-- Requirement --
Starting at the line that contains "the snow on", copy each line through the final one exactly as written.

-- Data records --
===============

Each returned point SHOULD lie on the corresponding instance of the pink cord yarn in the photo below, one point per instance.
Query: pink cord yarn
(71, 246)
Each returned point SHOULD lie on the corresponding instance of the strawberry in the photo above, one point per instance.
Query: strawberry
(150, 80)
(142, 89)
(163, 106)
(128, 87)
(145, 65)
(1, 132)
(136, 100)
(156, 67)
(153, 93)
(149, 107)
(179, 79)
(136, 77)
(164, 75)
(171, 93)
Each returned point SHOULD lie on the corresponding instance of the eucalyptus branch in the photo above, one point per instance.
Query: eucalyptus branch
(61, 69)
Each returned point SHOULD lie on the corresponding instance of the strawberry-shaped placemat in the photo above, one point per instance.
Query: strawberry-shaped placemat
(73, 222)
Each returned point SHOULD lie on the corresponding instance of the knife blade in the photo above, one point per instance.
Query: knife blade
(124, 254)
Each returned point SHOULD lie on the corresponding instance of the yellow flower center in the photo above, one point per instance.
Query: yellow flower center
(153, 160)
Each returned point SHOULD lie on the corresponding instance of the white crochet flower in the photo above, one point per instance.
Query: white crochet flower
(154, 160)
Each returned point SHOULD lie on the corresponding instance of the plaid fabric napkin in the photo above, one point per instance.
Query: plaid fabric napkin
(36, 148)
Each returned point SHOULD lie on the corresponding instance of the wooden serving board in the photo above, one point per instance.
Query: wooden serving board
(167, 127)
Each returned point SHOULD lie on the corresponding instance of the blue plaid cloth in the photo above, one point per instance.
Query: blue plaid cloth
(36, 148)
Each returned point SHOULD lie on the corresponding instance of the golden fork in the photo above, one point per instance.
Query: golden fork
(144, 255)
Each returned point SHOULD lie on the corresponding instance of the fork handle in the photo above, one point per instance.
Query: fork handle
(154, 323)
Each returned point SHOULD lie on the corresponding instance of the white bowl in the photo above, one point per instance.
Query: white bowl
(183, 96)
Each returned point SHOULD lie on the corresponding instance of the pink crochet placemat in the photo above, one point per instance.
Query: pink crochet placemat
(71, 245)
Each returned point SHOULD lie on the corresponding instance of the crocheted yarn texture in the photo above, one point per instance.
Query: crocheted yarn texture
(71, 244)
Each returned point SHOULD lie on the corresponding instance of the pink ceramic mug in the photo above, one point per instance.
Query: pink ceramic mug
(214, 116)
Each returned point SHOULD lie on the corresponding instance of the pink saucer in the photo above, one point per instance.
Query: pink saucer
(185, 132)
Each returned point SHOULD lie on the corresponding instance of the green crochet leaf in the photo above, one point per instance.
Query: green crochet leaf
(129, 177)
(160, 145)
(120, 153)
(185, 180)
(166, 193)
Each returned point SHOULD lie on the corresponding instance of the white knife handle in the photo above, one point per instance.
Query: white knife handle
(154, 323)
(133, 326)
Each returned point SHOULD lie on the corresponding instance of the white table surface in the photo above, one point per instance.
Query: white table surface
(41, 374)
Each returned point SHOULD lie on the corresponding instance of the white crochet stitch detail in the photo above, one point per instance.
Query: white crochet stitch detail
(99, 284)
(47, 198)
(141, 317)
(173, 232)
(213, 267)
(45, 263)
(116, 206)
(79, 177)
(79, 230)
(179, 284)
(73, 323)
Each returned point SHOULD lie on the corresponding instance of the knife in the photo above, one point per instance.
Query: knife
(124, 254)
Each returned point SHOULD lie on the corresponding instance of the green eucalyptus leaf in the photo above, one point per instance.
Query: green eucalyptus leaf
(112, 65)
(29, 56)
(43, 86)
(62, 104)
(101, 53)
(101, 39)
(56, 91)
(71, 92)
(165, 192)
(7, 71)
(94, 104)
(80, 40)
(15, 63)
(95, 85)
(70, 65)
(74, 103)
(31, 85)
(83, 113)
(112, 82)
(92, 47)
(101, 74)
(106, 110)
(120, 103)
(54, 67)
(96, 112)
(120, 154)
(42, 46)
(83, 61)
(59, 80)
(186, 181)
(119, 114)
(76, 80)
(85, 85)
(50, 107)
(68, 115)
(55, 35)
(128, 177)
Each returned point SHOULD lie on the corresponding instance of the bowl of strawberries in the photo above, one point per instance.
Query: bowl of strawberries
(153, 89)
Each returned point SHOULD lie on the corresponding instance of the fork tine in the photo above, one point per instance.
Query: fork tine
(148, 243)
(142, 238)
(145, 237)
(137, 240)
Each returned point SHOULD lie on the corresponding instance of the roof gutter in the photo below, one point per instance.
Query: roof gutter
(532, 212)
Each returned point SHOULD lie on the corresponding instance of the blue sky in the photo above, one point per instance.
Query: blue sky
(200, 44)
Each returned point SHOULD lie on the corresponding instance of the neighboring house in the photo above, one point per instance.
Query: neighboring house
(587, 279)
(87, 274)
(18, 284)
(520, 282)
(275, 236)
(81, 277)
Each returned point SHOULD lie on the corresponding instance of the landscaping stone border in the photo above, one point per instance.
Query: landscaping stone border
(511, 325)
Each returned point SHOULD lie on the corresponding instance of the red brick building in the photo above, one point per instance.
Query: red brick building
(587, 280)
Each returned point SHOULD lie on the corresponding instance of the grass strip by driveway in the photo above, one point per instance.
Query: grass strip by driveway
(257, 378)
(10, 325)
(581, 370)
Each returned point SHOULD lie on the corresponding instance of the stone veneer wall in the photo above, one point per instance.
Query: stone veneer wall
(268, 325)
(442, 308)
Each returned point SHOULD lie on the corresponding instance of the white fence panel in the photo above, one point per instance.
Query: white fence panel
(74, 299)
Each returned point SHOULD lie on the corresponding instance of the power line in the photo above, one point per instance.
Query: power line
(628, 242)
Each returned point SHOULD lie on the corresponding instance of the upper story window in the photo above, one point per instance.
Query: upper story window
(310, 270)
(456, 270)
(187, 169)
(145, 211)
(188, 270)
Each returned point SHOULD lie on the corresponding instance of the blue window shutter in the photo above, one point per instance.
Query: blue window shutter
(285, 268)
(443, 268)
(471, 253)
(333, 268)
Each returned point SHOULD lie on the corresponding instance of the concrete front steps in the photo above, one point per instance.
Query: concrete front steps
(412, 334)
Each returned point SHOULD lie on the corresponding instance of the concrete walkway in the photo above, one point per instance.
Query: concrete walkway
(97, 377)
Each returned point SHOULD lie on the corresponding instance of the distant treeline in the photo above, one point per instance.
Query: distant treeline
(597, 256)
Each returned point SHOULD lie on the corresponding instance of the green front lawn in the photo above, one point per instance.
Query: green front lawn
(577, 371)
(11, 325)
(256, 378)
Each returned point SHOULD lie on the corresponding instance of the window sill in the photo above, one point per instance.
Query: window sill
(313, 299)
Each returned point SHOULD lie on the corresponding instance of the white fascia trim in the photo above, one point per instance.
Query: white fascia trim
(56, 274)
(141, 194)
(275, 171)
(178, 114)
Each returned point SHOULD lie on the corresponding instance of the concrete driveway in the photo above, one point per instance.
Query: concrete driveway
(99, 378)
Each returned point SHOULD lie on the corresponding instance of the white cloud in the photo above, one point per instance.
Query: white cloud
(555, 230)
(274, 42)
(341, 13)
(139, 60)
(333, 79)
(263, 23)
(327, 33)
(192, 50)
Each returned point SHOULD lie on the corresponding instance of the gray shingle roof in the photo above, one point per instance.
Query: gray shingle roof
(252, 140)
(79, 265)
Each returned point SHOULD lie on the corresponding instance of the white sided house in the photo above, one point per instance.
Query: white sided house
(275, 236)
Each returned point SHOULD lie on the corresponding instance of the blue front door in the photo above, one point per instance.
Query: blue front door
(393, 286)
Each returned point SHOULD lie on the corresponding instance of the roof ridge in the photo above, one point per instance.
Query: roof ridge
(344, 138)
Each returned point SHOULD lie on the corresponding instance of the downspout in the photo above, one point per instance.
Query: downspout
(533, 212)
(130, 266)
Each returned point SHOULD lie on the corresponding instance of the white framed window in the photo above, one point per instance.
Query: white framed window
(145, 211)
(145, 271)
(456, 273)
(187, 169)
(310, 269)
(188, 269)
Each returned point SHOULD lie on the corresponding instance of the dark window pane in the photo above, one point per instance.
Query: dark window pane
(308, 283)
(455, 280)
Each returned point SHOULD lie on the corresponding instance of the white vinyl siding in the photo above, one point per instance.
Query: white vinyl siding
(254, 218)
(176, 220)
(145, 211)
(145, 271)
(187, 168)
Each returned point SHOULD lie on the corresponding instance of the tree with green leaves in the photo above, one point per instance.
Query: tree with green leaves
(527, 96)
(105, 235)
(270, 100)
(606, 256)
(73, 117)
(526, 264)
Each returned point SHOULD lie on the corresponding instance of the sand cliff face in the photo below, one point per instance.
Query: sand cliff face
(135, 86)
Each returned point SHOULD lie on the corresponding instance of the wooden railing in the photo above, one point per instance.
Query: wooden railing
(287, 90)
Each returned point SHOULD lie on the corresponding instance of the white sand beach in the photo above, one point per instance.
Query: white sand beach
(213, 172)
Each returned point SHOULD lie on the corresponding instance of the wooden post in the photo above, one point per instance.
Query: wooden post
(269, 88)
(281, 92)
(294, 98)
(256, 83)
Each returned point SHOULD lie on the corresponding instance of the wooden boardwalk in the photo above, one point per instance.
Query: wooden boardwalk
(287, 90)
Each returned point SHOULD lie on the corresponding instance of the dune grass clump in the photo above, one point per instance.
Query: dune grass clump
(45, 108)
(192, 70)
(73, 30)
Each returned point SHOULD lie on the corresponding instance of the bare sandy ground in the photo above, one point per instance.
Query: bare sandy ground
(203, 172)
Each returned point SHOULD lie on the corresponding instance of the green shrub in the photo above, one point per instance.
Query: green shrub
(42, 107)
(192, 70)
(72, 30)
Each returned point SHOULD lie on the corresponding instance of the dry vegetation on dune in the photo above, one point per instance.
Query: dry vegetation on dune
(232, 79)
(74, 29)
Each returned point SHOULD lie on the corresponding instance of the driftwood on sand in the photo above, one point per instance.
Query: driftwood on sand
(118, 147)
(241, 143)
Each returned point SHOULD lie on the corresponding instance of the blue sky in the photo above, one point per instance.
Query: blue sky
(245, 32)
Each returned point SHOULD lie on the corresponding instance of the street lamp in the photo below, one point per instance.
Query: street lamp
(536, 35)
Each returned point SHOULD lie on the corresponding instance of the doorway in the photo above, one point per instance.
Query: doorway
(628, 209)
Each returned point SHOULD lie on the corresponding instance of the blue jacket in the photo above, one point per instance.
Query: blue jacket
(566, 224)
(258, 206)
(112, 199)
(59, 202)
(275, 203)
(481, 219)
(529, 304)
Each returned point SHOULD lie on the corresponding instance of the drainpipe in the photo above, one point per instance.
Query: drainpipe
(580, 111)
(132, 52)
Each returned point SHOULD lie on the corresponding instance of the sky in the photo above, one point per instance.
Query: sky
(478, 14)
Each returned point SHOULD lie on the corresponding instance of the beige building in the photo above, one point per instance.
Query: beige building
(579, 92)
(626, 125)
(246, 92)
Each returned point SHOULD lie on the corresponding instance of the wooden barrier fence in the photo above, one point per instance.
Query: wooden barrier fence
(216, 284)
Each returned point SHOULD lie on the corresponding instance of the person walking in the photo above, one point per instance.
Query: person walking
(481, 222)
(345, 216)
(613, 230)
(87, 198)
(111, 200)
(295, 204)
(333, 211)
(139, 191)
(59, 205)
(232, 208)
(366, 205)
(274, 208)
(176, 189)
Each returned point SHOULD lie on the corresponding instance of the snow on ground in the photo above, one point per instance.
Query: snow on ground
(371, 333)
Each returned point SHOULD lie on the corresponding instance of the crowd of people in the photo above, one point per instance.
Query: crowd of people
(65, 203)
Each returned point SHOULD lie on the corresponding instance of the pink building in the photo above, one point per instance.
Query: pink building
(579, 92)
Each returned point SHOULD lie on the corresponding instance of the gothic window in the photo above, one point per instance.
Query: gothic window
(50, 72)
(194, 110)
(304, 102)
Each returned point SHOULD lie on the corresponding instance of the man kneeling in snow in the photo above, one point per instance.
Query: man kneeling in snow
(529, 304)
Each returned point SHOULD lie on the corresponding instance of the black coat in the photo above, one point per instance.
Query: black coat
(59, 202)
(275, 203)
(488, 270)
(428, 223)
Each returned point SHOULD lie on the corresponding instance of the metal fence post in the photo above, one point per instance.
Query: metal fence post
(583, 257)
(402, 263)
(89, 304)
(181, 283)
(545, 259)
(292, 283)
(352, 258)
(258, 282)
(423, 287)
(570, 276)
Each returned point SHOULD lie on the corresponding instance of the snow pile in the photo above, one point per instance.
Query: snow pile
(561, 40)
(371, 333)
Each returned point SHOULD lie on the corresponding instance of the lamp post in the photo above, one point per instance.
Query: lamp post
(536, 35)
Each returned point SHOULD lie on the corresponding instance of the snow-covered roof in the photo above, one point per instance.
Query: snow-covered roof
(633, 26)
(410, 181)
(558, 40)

===============

-- Task solution --
Each returned point SHOULD lie on the corresponding instance of the snow on ground in the photo above, one point per instance.
Query: snow on ground
(371, 333)
Each returned point SHOULD lie on the corresponding instance of the crowd of people in the photo above, one point per instance.
Query: crowd of people
(65, 203)
Each returned point SHOULD lie on the corresponding instance of the pink building in the photo above, one point per instance.
Query: pink building
(579, 92)
Each returned point SHOULD lie on the corresponding instance of the gothic window in the photo above, one point per instance.
Query: gothic window
(50, 72)
(194, 110)
(304, 102)
Each returned point SHOULD lie on the corresponding instance of the man kneeling in snow in the photo above, one point per instance.
Query: man kneeling in snow
(529, 304)
Each returned point SHOULD lie on the corresponding instance of the black coat in the photo above, one point per instance.
Query: black coat
(59, 202)
(275, 203)
(488, 270)
(428, 223)
Each returned point SHOULD lie on the corresponding instance of the metal fence post in the photo above, one point per instance.
Query: metal fence post
(583, 257)
(402, 263)
(89, 304)
(181, 283)
(545, 259)
(292, 283)
(352, 258)
(258, 282)
(423, 287)
(570, 276)
Each returned point SHOULD lie on the corresponding instance of the snow pile in the photo above, one point per instance.
Query: snow pile
(561, 40)
(371, 333)
Each returned point SHOULD lie on the corresponding instance of the lamp post in the photo above, one point per instance.
Query: lamp post
(536, 35)
Each returned point SHOULD lie on the corresponding instance of the snow-covered roof in the photo above, one point per instance.
Query: snow-covered roof
(633, 26)
(410, 181)
(558, 40)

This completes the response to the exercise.